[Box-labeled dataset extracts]
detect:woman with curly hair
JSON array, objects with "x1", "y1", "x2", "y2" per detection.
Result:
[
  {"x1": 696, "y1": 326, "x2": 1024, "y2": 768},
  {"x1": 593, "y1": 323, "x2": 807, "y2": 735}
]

*WORK INSTRUCTIONS*: Repeat all the lines above, requests included, multiplying each coordinate in the answers by 1.4 and rounding it to a whole number, with halves rounded up.

*ANSWER IN FULL*:
detect:woman with curly hair
JSON array, objects with "x1", "y1", "x2", "y2" per detection.
Result:
[
  {"x1": 974, "y1": 456, "x2": 1434, "y2": 1075},
  {"x1": 830, "y1": 452, "x2": 1130, "y2": 1029}
]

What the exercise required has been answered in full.